— begin PROVIDED ENTRIES —

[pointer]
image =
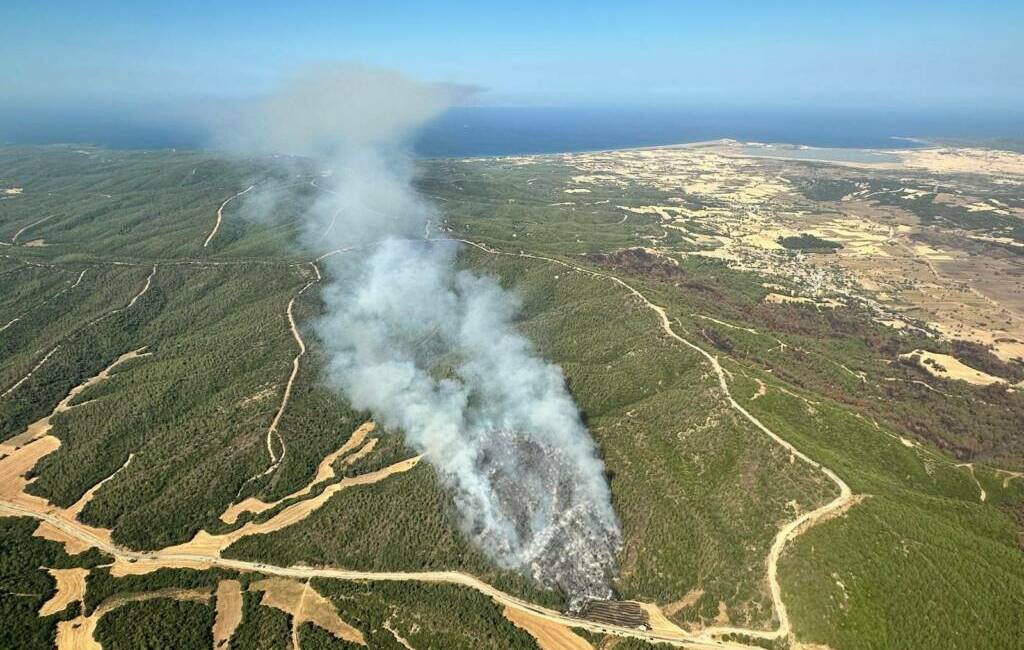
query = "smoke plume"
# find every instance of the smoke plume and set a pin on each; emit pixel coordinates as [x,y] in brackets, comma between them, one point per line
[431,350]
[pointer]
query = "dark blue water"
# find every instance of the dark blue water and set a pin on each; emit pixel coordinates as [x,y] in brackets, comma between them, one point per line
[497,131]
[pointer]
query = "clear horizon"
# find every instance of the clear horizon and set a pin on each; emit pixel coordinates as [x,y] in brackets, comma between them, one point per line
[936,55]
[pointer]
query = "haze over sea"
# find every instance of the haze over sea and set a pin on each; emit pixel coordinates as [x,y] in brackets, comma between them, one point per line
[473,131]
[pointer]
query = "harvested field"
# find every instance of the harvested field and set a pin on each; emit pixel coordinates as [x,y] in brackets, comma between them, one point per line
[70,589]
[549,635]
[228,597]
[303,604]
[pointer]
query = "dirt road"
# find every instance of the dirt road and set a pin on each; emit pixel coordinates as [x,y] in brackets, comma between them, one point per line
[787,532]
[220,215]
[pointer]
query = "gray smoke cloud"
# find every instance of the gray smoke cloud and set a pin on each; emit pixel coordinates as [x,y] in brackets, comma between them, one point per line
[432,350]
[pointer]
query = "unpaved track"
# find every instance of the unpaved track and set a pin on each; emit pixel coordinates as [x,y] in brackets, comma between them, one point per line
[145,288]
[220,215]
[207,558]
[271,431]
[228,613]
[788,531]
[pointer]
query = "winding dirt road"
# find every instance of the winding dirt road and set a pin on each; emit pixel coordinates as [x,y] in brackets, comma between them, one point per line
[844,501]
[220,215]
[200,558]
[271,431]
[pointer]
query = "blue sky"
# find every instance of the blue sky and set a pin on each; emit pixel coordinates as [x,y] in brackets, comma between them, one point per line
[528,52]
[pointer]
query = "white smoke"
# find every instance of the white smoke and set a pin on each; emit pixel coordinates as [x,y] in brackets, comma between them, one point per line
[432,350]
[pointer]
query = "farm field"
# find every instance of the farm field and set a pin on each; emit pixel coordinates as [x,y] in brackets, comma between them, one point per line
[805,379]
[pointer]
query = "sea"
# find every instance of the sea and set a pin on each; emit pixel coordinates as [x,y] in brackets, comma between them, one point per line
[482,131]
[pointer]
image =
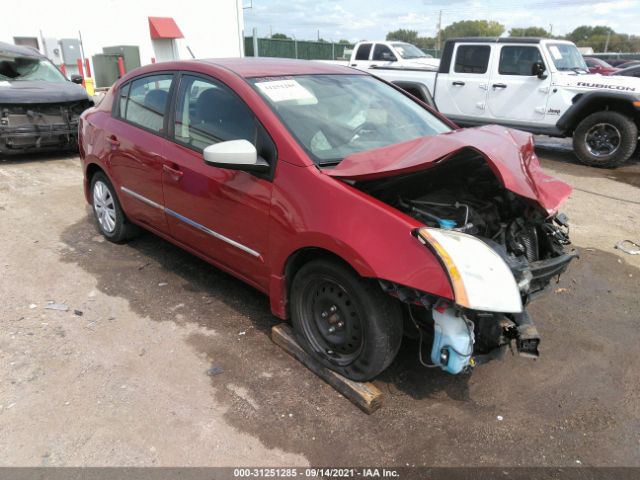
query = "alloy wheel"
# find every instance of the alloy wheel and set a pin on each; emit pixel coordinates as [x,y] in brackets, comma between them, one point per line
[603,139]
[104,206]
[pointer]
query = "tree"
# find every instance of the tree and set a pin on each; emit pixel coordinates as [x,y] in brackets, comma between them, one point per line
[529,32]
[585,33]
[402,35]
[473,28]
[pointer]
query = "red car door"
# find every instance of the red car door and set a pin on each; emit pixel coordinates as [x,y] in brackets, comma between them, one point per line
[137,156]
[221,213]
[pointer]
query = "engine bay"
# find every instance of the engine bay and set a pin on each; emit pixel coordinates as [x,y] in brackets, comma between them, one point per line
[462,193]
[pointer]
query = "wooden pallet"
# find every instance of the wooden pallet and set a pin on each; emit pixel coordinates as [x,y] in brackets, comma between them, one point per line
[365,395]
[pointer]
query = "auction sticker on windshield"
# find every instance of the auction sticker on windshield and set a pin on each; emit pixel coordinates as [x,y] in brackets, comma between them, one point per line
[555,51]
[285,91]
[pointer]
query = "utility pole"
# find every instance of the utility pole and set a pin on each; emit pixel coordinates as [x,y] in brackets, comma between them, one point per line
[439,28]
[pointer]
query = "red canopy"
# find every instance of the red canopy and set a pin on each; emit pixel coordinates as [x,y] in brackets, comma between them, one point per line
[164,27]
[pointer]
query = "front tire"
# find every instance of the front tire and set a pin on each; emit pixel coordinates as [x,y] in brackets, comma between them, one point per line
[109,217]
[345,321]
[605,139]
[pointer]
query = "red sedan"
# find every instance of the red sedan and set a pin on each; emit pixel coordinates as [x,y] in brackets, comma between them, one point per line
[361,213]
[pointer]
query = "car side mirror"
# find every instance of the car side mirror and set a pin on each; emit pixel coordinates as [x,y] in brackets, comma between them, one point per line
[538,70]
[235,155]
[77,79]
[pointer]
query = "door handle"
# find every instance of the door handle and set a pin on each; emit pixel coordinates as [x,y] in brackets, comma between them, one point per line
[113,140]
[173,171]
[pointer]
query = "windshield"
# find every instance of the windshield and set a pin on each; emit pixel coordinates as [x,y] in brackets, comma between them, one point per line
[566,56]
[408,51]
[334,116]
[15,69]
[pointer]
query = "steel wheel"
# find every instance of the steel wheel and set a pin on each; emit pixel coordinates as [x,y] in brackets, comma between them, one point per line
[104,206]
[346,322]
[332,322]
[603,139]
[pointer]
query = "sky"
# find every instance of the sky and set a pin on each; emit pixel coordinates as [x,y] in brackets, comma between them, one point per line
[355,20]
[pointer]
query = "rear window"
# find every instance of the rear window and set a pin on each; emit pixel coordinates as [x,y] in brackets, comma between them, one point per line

— end PROVIDED ENTRIES —

Images should not appear in the copy; retype the listing above exactly.

[pointer]
image =
query = "smoke plume"
# find every instance of the smoke plume and set a pin on each; emit pixel coordinates as [x,y] in brackets, comma between them, one point per line
[431,350]
[pointer]
query = "dark blue water"
# find every instance of the dark blue water and set a pin on each; emit pixel coordinates as [x,y] in brackets, comma between them, one point per line
[497,131]
[pointer]
query = "clear horizon"
# find every instance of the clear horizon and set a pin on each; emit pixel coordinates as [x,y] in brackets, comma between them, one point per line
[936,55]
[pointer]
query = "haze over sea"
# find every instance of the haze over sea and set a pin on each; emit pixel coordinates as [x,y] in brackets, comma between them, one point per line
[473,131]
[pointer]
query = "harvested field"
# find every instance of the harvested field and set a pin on each; emit pixel coordinates as [x,y] in brackets, comma between them, one point per line
[70,589]
[549,635]
[228,597]
[303,604]
[pointer]
query = "dirt road"
# find every instance of the dirt road and set a pin on each; emit pixel coordinates as [x,y] in brackets, comma between them, one point per line
[787,532]
[220,215]
[pointer]
query = "gray smoke cloud"
# find every instance of the gray smoke cloud and set a pin on each; emit pixel coordinates as [x,y] in brackets, comma between them, one point per line
[432,350]
[pointer]
query = "unpaved track"
# find every instance of the unpaved track and set a pin on each; emit pixel coordinates as [x,y] in brackets, comma between them, one point per line
[145,288]
[220,215]
[207,558]
[271,431]
[228,613]
[788,531]
[pointer]
query = "winding dirt road"
# find every instance of the winding dirt road and set a pin on each; emit pixel coordinates as [x,y] in brackets, comma between them, one point per line
[844,501]
[220,215]
[200,558]
[271,431]
[pointer]
query = "blue sky"
# find every instance of the blue sky and set a pin on each; emit pixel coordinates as [x,y] in brackets, comma between them, one point per line
[528,52]
[pointer]
query = "white smoke"
# find every instance of the white smoke and set a pin on each; emit pixel coordinates as [x,y] in brackets, comma between them, one point per line
[432,350]
[pointer]
query = "farm field"
# find every instance of the farm field and set a pin on each; emit pixel coordinates as [x,y] in brackets, comma between them, one point per line
[805,379]
[pointer]
query = "sea"
# find every instance of the sea and set a pin on each; emit pixel coordinates as [x,y] in brackets, comma between them, one point per line
[482,131]
[pointer]
image =
query = "alloy wheel"
# find every instance of the alloy wheel and set a pin on each; emit pixel coordinates as [x,y] in brackets, comma between them, one point per line
[603,139]
[104,206]
[pointer]
query = "tree"
# find every instance of the tree and set a pin on each; emit pixel coordinates as [x,y] in brackets, comma between them, one point per line
[529,32]
[585,33]
[402,35]
[473,28]
[pointer]
query = "red car door"
# find every instance of the red car door and set a pin on each; emit pixel coordinates as [x,y] in brackets, comma between them, one point per line
[137,156]
[221,213]
[pointer]
query = "engine bay"
# find every instance of the engine bay and set a pin on each; emit pixel coordinates as [x,y] in brackets, comma between them, one point per line
[462,193]
[pointer]
query = "wooden pallet"
# find every instance of the wooden pallet and set a pin on each; emit pixel coordinates as [x,y] in brackets, comma between them, one point per line
[365,395]
[pointer]
query = "auction sticker on windshield"
# find every instance of the auction sticker on windshield and set a pin on each; emit pixel coordinates as [x,y] in brackets, comma between them, one point per line
[555,51]
[285,91]
[pointer]
query = "utility pole"
# find every instance of the utility pole and set a pin on each; emit pixel coordinates as [x,y] in brackets, comma between them, one point per line
[439,28]
[pointer]
query = "red canopy"
# find every instance of the red canopy and set a pin on each; emit pixel coordinates as [x,y] in brackets, comma between them, one point per line
[164,27]
[pointer]
query = "front tire"
# find every instance of the front tire and set a pin on each; emit pixel coordinates as [x,y] in brackets, comma between them, one point per line
[109,217]
[345,321]
[605,139]
[pointer]
query = "red sedan"
# find every instance of the red sedan and set a pin on each; emit pixel coordinates as [x,y] in brackets, comma between them, one point per line
[361,213]
[pointer]
query = "car side mirror"
# find every instance of the car side mirror and set a pin on each; emit pixel coordinates as [x,y] in brackets, comma between them, one point per line
[538,70]
[235,155]
[77,79]
[pointer]
query = "door handle"
# find every instance of the door handle and set a pin on each; emit pixel coordinates as [x,y] in brackets, comma between them, one point per line
[113,140]
[173,171]
[pointer]
query = "windshield"
# find every instance of the windshield and set a pin on each; emit pixel coordinates as [x,y] in brackets, comma between them, one point per line
[566,56]
[408,51]
[334,116]
[15,69]
[pointer]
query = "steel wheel"
# find every instance of the steel wheel and set a pin on each; emit pixel coordinates as [x,y] in brackets, comma between them, one point per line
[104,206]
[346,322]
[332,322]
[603,139]
[pointer]
query = "sky"
# find every instance of the sky and set a pin on each; emit pixel coordinates as [x,y] in brackets, comma between them, one point per line
[355,20]
[pointer]
query = "rear window"
# find every instance of the rear window and set a pin on each; emit pixel coordinates as [x,y] in brackets, comma between them, one point per line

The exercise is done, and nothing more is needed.